The township is drained by the Lehigh River, which flows along its northeastern boundary, with the largest tributary in the township being Lizard Creek. The southern boundary of the township follows the crest of Blue Mountain, a prominent ridge that runs across the eastern half of the state and reaches an elevation of 1680 ft in this area. The northern boundary runs near the broader and lower crest of Mahoning Mountain, elevation 1150 ft. The valley floor of the township varies in elevation from 480 to 650 ft. Villages in the township include Ashfield, Germans, and West Bowmans.

According to the U.S. Census Bureau, the township has a total area of 59.2 km2, of which 58.8 km2 is land and 0.3 km2, or 0.59%, is water.

===Neighboring municipalities===
- Mahoning Township (north)
- Lower Towamensing Township (east)
- Bowmanstown (east)
- Palmerton (east)
- Lehigh Township, Northampton County (tangent to the southeast)
- Washington Township, Lehigh County (south)
- Heidelberg Township, Lehigh County (south)
- Lynn Township, Lehigh County (tangent to the southwest)
- West Penn Township, Schuylkill County (west)

===Climate===
East Penn has a humid continental climate (Dfa/Dfb) and the hardiness zone is mainly 6a with 6b along the river and in the Lizard Valley along 895. Average monthly temperatures in Ashfield range from 27.6 °F in January to 72.4 °F in July.
=======
Reproduce the passage above on East Penn's geography and climate word for word, in full.

● **Provided data**
=======
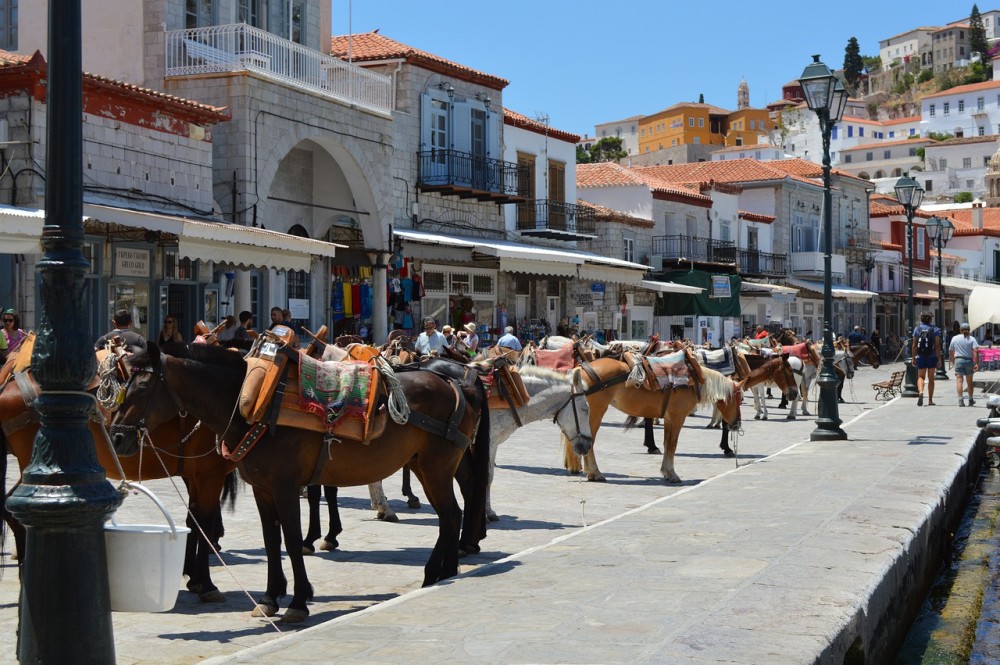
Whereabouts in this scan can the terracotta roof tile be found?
[330,31,510,90]
[923,81,1000,99]
[503,108,580,143]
=======
● **Exercise result**
The township is drained by the Lehigh River, which flows along its northeastern boundary, with the largest tributary in the township being Lizard Creek. The southern boundary of the township follows the crest of Blue Mountain, a prominent ridge that runs across the eastern half of the state and reaches an elevation of 1680 ft in this area. The northern boundary runs near the broader and lower crest of Mahoning Mountain, elevation 1150 ft. The valley floor of the township varies in elevation from 480 to 650 ft. Villages in the township include Ashfield, Germans, and West Bowmans.

According to the U.S. Census Bureau, the township has a total area of 59.2 km2, of which 58.8 km2 is land and 0.3 km2, or 0.59%, is water.

===Neighboring municipalities===
- Mahoning Township (north)
- Lower Towamensing Township (east)
- Bowmanstown (east)
- Palmerton (east)
- Lehigh Township, Northampton County (tangent to the southeast)
- Washington Township, Lehigh County (south)
- Heidelberg Township, Lehigh County (south)
- Lynn Township, Lehigh County (tangent to the southwest)
- West Penn Township, Schuylkill County (west)

===Climate===
East Penn has a humid continental climate (Dfa/Dfb) and the hardiness zone is mainly 6a with 6b along the river and in the Lizard Valley along 895. Average monthly temperatures in Ashfield range from 27.6 °F in January to 72.4 °F in July.